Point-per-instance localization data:
++++++++

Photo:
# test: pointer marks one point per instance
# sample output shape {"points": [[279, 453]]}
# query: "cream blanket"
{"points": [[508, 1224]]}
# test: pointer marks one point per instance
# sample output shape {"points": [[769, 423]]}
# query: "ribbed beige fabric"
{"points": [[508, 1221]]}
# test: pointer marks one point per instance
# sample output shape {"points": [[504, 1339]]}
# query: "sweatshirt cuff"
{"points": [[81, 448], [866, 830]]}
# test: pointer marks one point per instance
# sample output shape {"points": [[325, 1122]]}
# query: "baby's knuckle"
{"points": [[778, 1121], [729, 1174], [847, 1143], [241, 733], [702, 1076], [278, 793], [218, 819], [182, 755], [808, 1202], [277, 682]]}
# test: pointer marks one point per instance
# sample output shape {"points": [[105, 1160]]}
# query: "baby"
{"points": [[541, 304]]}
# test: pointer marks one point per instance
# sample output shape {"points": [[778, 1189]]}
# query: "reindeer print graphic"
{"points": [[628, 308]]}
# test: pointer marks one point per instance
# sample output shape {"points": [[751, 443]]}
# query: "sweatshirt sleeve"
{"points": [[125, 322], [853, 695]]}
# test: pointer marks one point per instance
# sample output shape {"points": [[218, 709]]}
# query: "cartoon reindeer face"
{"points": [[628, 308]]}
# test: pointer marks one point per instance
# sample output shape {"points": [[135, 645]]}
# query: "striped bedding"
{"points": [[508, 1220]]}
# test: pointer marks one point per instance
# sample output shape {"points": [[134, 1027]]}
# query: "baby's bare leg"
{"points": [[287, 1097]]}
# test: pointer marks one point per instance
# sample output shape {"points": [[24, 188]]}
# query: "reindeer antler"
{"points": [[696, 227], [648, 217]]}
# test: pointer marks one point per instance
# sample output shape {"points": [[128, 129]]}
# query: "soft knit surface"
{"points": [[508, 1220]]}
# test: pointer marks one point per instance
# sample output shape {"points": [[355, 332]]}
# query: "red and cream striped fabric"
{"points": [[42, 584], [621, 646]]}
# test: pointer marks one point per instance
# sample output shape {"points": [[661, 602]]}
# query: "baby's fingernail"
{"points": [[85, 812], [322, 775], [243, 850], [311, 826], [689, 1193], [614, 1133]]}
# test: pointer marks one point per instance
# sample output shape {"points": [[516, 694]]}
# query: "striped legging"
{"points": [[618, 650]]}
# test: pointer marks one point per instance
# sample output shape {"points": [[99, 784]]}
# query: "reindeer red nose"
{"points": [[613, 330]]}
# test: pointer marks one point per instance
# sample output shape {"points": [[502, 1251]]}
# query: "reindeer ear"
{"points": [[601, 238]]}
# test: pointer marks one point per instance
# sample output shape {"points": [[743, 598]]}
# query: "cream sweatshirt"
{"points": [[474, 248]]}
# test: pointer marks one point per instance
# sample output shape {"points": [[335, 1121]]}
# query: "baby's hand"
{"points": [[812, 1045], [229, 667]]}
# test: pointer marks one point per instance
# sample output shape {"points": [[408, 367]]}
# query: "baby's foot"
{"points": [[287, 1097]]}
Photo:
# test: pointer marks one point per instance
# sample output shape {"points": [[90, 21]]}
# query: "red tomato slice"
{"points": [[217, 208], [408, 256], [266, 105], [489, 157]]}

++++++++

■ Problem details: Your answer should be the data above, retyped in full and unaltered.

■ Task result:
Photo:
# test: pointer marks one point per instance
# sample output shape {"points": [[279, 453]]}
# query: "cream blanket"
{"points": [[508, 1224]]}
# test: pointer marks one point per instance
# sample output shape {"points": [[769, 423]]}
# query: "ribbed beige fabric"
{"points": [[508, 1221]]}
# test: pointer marks one point per instance
# sample output shape {"points": [[504, 1339]]}
# query: "sweatshirt cuff"
{"points": [[81, 448], [866, 830]]}
# test: pointer marks one point per instance
# sample output shape {"points": [[325, 1122]]}
# query: "baby's knuckle"
{"points": [[778, 1121], [729, 1174], [847, 1143], [241, 733], [702, 1076], [278, 793], [218, 819], [182, 755], [808, 1202], [277, 682]]}
# test: pointer marks one point per instance
# sample output shape {"points": [[105, 1160]]}
# query: "baby"
{"points": [[541, 304]]}
# test: pointer marks one point per instance
# sample output shape {"points": [[778, 1189]]}
# query: "reindeer print graphic"
{"points": [[628, 308]]}
# test: pointer marks one point per instance
# sample output shape {"points": [[751, 443]]}
# query: "sweatshirt sleeve"
{"points": [[125, 322], [853, 695]]}
# test: pointer marks one point per instance
# sample output shape {"points": [[218, 709]]}
# query: "cartoon reindeer face"
{"points": [[628, 308]]}
# test: pointer marks one point per instance
# sample output shape {"points": [[135, 645]]}
# query: "striped bedding"
{"points": [[508, 1220]]}
# test: pointer marks one point per instance
# sample output shape {"points": [[134, 1027]]}
# query: "baby's bare leg"
{"points": [[287, 1097]]}
# test: pointer marks one point per instance
# sample output shape {"points": [[24, 188]]}
# query: "reindeer antler"
{"points": [[696, 227], [648, 217]]}
# test: pointer marks one point per instance
# sample output shape {"points": [[128, 129]]}
# query: "soft knit surface"
{"points": [[508, 1220]]}
# test: pointer marks one point per instance
# sample output shape {"points": [[355, 332]]}
# query: "red and cream striped fabric"
{"points": [[42, 584], [621, 646]]}
# test: pointer marks one point per instance
# sample output shape {"points": [[661, 602]]}
# query: "baby's fingernail"
{"points": [[85, 812], [322, 775], [243, 850], [311, 826], [689, 1193], [614, 1133]]}
# test: pointer marks one point per instance
# sample output shape {"points": [[516, 694]]}
# query: "striped legging"
{"points": [[618, 650]]}
# test: pointer marks one point per instance
# sample output shape {"points": [[99, 784]]}
# query: "reindeer red nose"
{"points": [[613, 330]]}
# test: pointer marks one point per instance
# sample output shape {"points": [[502, 1251]]}
# query: "reindeer ear"
{"points": [[601, 238]]}
# test: pointer marks one point per instance
# sample output shape {"points": [[743, 598]]}
# query: "cream sweatshirt"
{"points": [[474, 248]]}
# test: pointer marks one point per instance
# sample output shape {"points": [[335, 1121]]}
# query: "baby's hand"
{"points": [[812, 1045], [229, 667]]}
# test: pointer marks one point per instance
# sample output shape {"points": [[408, 367]]}
# query: "baby's foot"
{"points": [[287, 1097]]}
Photo:
# test: pointer marks one point per instance
# sample output shape {"points": [[90, 21]]}
# query: "red tomato slice"
{"points": [[217, 208], [408, 256], [266, 105], [489, 157]]}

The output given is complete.